Dataset records
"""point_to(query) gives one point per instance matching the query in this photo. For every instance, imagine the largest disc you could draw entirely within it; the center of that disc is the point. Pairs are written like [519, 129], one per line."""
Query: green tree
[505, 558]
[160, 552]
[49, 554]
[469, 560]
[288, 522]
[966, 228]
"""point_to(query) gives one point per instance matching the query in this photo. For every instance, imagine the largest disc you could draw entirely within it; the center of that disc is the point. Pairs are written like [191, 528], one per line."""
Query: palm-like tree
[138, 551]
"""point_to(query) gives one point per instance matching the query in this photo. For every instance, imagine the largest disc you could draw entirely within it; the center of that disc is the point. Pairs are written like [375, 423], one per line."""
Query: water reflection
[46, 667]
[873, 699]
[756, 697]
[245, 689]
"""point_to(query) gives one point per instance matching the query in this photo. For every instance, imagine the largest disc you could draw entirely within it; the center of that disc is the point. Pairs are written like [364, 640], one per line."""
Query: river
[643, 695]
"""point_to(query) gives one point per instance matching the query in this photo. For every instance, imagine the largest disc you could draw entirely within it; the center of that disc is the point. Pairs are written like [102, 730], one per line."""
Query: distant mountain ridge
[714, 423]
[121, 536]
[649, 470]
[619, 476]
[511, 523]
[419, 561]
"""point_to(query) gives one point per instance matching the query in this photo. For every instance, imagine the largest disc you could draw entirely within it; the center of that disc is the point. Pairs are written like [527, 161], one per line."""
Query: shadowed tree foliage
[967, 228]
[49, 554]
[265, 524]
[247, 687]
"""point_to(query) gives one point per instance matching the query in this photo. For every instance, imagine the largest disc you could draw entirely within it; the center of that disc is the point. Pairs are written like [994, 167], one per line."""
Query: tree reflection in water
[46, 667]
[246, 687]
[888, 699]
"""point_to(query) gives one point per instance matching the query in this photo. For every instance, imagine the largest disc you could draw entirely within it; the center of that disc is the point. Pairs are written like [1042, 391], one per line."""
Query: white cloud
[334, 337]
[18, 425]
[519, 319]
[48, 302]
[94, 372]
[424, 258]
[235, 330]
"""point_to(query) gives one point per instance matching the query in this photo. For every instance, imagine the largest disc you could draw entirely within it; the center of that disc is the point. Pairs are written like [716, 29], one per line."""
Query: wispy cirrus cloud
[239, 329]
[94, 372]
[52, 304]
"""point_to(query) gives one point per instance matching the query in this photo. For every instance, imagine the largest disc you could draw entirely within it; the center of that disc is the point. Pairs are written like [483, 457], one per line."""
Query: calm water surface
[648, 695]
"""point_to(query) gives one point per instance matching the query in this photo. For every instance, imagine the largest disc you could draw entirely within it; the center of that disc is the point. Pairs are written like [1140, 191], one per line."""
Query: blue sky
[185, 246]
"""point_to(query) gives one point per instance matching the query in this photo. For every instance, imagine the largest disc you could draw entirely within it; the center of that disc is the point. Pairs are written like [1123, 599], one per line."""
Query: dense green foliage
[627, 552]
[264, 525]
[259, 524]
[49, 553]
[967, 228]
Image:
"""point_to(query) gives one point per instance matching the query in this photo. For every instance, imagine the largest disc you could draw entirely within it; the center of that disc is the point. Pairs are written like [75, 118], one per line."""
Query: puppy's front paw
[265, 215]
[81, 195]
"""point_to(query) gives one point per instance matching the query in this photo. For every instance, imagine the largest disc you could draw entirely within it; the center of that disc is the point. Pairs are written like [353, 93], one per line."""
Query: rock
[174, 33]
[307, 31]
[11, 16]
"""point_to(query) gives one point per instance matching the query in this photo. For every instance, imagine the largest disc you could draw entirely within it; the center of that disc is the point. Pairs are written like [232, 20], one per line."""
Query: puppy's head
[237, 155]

*Activity:* Each record is to be repeated exactly.

*Response to this task:*
"""point_to(query) gives one point per instance matching the query in this photo. For every instance, imagine the largest disc you could draw entirely within it; the center of that disc is the point. Pairs are written like [519, 129], one per line."""
Query: green tree
[505, 558]
[160, 552]
[49, 554]
[469, 560]
[288, 522]
[966, 228]
"""point_to(query) gives one point per instance matching the query in this photo. For every instance, imagine the largest disc you could draw entirely within it; the center of that disc is the point. Pairs are written like [191, 528], one per line."""
Query: palm-like tree
[138, 551]
"""point_to(query) gives one point per instance matching the query in this photo. For every instance, imagine the largest disc you could draw entirely within it; the center of that disc is the point. Pairs are written like [375, 423], one per line."""
Query: water reflection
[46, 667]
[873, 699]
[756, 697]
[245, 689]
"""point_to(query) gives one point per instance matching the query in this photo. For every instance, imagine the largest disc you could draw entirely within it; the center of that disc is the point. Pairs are written like [364, 640], one per line."""
Query: river
[643, 695]
"""point_to(query) gives one point per instance matching the query in this photo. For every instance, imagine the largest disc you could draw entirely within it; the center of that disc is the point. Pairs are written like [102, 730], one per line."""
Query: distant mountain ridge
[714, 423]
[121, 536]
[649, 470]
[619, 476]
[511, 523]
[419, 561]
"""point_to(query) gives one point per instance matching the query in this photo. For every instance, imagine the largest disc you could draw entirely within it; the center of that disc is the point. Pairs are written like [527, 161], one per line."""
Query: shadowed tree foliage
[967, 228]
[49, 554]
[265, 524]
[247, 687]
"""point_to(query) gives one point per instance matching the query in this photo. For every instance, imagine the largest disc you could draw entirely within it; the center of that disc is the point. Pairs are written like [994, 167], one per line."""
Query: tree reflection in water
[46, 667]
[246, 687]
[888, 699]
"""point_to(query) gives one point per instance matching the query in this photo. For every instance, imagine the largest disc you could draw entirely within it; the center of that disc is the point. Pairs are written like [1042, 391], one per line."""
Query: white cloud
[334, 337]
[18, 425]
[519, 319]
[48, 302]
[94, 372]
[424, 258]
[235, 330]
"""point_to(query) gives one point per instance matching the query in this photo. For every instance, imagine the largest disc you could draw entirely within it; the center of that disc is the point. Pairs are written like [716, 29], one per line."""
Query: wispy cirrus cloud
[239, 329]
[94, 372]
[52, 304]
"""point_to(query) gives one point per instance matching the query in this photo. For every instance, imagine the largest disc you could draw entirely within it; the center of that disc is the point. Pairs are written like [483, 457], one per line."""
Query: calm water surface
[648, 695]
"""point_to(query) gives one point per instance matching the query in this photo. For every instance, imagine the largest disc you could draw entirely within it; the center of that disc is the point. Pairs are written like [1140, 191], one per line."""
Query: blue sky
[185, 246]
"""point_to(query) gives one point per instance matching the query in this photo. For every instance, imagine the largest disc you could draw entirely within it; the center of that disc is the point. Pairs are written like [1123, 599], one per line."""
Query: dense green foliage
[627, 552]
[264, 525]
[259, 524]
[49, 553]
[967, 228]
Image:
"""point_to(query) gives one point per instance matching the query in this photo. For every instance, imagine the largest disc you could draw entirely within it; the center of that disc is the point. Pairs are written like [75, 118], one per line."""
Query: puppy's front paw
[265, 215]
[81, 195]
"""point_to(query) gives one point per instance matching the query in this photo. For every instance, imagine the largest disc you could draw entirely within it; the center of that disc is the point. Pairs are written like [353, 93], one per line."""
Query: rock
[174, 33]
[307, 31]
[11, 16]
"""point_to(query) gives one point per instance matching the query in this photo. For every instance, imagine the largest disc you could draw entirely within it; the center of that disc is the point. Pairs are written like [232, 20], one per line."""
Query: puppy's head
[237, 155]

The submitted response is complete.